**Exercise set**
[1] Answer these questions from the forum thread:
(a) What is the capacity of the USB stick that holds the boinc installation?
(b) Which undefined symbol is named in the symbol lookup error?
(c) According to the moderator, how much memory can a work unit use to write its output files when it finishes?
[2] Reproduce only the entries, beginning at their first line and stopping after the line that contains "10 169 L 10", with the labeling instructions kept and 113 added to every coordinate in the traced outlines. Leave the format samples unchanged and omit the pictures.

START Text excerpt

Problem with space allocation and workunits not finishing

Advanced search

Message boards : Technical Support : Problem with space allocation and workunits not finishing

AuthorMessage
js
Send message
Joined: Jan 1 08
Posts: 3
ID: 5151
Credit: 40,610
RAC: 27
Message 4930 - Posted 6 Feb 2008 12:57:18 UTC

    Hello everyone,

    I am having trouble getting cosmology@home to run. I use boinc 5.10.28 under Linux. Having re-attached to Cosmology after the server restructuring a few days ago, I have the following problems:


    • My boinc installation is on a 1 GB USB-stick. Local preferences limit disk usage to around 800 MB. I often get error messages indicating that no WUs were downloaded due to missing space, but after leaving boinc alone for a while, it fetches WUs and finishes them, never using more than 200 or 300 MB.

    • After finishing a work unit, my boinc client exits with a symbol lookup error (see console snippet below). A subsequent restart lists the WU as \"lost result\".



    Do you have any ideas what I might do about this? Any hints are appreciated.

    Here is the output from the end of a WU\'s processing:


    >> Beginning Phase 3 <<
    >> ----------------- <<
    at z = 0.0000000E+00 sigma8 (all matter)= 0.8138058
    06-Feb-2008 13:42:13 [Cosmology@Home] Computation for task wu_013108_090634_0_2 finished
    ./boinc: symbol lookup error: ./boinc: undefined symbol: gzopen64

    [1]+ Exit 127 ./boinc


    After restarting the client, the following message is repeated:


    06-Feb-2008 13:42:29 [Cosmology@Home] Restarting task wu_013108_090634_0_2 using camb version 205
    06-Feb-2008 13:42:31 [Cosmology@Home] Task wu_013108_090634_0_2 exited with zero status but no \'finished\' file
    06-Feb-2008 13:42:31 [Cosmology@Home] If this happens repeatedly you may need to reset the project.

    Profile Jayargh
    Forum moderator
    Volunteer tester
    Avatar
    Send message
    Joined: Jun 25 07
    Posts: 508
    ID: 191
    Credit: 2,282,158
    RAC: 427
    Message 4931 - Posted 6 Feb 2008 14:32:20 UTC

      The only thing that comes to mind is the memory issue....as a wu finishes it can use 500mb or more of memory to write the output files before they are deleted...so as you see the memory usage as being lower while running in the 200-300mb range at completion it jumps .... maybe the 1gb stick is not enough.
      ____________

      js
      Send message
      Joined: Jan 1 08
      Posts: 3
      ID: 5151
      Credit: 40,610
      RAC: 27
      Message 4932 - Posted 6 Feb 2008 15:05:13 UTC - in response to Message 4931.

        (...) maybe the 1gb stick is not enough.


        Thanks for your reply. I will try to copy the installation directory to a hard drive and see if I can reproduce the error. Anyway, I thought that in case of drive memory shortage, the error messages would be clearer...

END Text excerpt
START Material for this exercise

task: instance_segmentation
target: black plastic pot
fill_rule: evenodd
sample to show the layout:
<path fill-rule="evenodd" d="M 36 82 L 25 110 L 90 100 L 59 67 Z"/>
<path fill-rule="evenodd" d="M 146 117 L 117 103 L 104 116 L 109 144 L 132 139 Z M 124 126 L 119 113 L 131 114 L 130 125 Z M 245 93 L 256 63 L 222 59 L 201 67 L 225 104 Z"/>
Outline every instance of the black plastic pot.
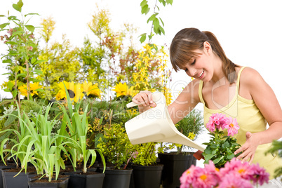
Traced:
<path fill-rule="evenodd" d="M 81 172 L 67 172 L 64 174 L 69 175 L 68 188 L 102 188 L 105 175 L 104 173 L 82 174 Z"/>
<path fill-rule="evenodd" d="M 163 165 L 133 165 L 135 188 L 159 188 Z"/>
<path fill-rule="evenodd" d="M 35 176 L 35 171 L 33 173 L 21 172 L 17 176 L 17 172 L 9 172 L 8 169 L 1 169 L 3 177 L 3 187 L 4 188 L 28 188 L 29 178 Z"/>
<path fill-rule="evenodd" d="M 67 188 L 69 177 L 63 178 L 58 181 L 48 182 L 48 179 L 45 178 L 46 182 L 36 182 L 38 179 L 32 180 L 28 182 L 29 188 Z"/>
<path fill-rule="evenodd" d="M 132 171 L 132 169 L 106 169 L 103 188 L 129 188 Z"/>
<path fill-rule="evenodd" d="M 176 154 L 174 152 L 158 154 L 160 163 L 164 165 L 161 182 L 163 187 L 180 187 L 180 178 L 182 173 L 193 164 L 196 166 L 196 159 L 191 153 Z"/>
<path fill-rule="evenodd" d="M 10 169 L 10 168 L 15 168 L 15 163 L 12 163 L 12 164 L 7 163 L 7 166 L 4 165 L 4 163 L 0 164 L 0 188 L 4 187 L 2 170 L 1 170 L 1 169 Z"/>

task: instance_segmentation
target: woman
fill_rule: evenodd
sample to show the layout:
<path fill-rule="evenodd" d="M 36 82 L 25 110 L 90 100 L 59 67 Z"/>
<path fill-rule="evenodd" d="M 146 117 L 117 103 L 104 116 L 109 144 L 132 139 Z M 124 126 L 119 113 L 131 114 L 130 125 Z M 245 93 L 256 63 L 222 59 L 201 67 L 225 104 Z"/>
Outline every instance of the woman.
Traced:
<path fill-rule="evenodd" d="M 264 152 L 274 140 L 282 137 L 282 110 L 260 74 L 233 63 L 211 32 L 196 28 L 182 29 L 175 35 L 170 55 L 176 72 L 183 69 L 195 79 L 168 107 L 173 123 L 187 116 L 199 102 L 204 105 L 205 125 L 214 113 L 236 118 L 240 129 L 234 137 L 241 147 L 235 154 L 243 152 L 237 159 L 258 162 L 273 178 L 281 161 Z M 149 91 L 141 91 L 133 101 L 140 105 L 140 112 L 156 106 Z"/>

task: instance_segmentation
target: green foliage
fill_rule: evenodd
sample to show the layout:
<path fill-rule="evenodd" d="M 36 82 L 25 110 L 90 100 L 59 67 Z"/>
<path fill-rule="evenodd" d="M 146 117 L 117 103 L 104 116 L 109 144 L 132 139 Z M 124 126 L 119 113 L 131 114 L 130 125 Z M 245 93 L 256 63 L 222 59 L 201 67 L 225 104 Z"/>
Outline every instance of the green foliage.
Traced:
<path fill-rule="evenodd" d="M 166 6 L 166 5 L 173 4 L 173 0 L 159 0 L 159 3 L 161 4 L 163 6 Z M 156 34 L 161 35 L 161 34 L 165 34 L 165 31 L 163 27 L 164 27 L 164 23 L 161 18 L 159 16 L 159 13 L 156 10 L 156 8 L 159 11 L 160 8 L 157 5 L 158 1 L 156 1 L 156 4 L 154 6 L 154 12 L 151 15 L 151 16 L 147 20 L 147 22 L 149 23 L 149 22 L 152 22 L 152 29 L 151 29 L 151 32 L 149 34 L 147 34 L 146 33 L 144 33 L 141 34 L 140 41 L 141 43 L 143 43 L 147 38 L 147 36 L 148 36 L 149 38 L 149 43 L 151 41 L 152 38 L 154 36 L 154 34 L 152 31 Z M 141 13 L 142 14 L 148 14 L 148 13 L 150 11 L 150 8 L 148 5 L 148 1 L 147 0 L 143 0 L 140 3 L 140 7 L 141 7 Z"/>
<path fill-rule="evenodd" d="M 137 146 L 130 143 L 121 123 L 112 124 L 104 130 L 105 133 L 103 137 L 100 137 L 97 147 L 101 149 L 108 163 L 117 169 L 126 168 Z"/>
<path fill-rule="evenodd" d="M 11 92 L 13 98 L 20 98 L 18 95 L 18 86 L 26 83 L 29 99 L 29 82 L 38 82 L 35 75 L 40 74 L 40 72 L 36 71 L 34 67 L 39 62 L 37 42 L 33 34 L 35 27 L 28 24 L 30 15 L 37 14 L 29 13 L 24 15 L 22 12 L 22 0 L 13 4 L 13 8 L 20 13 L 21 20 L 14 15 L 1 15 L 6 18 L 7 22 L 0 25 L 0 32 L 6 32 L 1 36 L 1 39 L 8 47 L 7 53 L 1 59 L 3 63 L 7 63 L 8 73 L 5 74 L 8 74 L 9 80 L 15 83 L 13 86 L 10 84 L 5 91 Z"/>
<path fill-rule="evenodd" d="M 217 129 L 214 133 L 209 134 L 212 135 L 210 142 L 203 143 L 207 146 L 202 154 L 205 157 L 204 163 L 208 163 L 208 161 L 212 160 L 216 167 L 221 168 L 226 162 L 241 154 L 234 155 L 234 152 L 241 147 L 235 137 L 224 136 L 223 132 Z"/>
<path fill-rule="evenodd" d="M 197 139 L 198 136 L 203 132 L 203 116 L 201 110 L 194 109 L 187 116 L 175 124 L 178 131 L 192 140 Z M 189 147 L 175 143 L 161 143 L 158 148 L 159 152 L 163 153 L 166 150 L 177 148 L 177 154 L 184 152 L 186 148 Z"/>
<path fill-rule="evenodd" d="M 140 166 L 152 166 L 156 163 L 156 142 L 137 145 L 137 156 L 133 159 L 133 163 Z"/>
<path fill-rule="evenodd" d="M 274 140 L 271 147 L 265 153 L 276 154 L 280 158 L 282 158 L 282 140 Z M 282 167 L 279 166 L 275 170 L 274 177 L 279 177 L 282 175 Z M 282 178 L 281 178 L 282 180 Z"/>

END Material for this exercise

**Answer list**
[1]
(a) 1 GB
(b) gzopen64
(c) 500 MB or more

[2]
task: instance_segmentation
target: black plastic pot
fill_rule: evenodd
sample to show the layout:
<path fill-rule="evenodd" d="M 36 82 L 25 110 L 90 100 L 59 67 Z"/>
<path fill-rule="evenodd" d="M 146 117 L 117 103 L 104 116 L 109 144 L 132 139 Z M 124 126 L 119 113 L 131 114 L 130 125 Z M 245 93 L 256 63 L 222 59 L 201 67 L 225 104 Z"/>
Outline every instance of the black plastic pot.
Traced:
<path fill-rule="evenodd" d="M 194 285 L 180 285 L 177 287 L 182 288 L 181 301 L 215 301 L 218 288 L 217 286 L 195 287 Z"/>
<path fill-rule="evenodd" d="M 276 278 L 246 278 L 248 301 L 272 301 Z"/>
<path fill-rule="evenodd" d="M 148 289 L 148 284 L 146 286 L 134 285 L 130 289 L 130 285 L 122 285 L 121 282 L 114 282 L 116 290 L 116 300 L 117 301 L 141 301 L 142 291 Z"/>
<path fill-rule="evenodd" d="M 180 301 L 182 290 L 176 291 L 171 294 L 161 295 L 161 292 L 158 291 L 159 295 L 149 295 L 151 292 L 145 293 L 141 295 L 142 301 Z"/>
<path fill-rule="evenodd" d="M 245 284 L 245 282 L 219 282 L 216 301 L 242 301 Z"/>
<path fill-rule="evenodd" d="M 289 267 L 287 265 L 271 267 L 273 276 L 277 278 L 274 295 L 276 300 L 293 300 L 293 291 L 295 286 L 306 277 L 309 279 L 309 272 L 304 266 Z"/>
<path fill-rule="evenodd" d="M 123 282 L 123 281 L 128 281 L 128 276 L 125 276 L 125 277 L 120 276 L 120 279 L 117 278 L 117 276 L 113 277 L 113 301 L 117 300 L 115 283 L 114 283 L 114 282 Z"/>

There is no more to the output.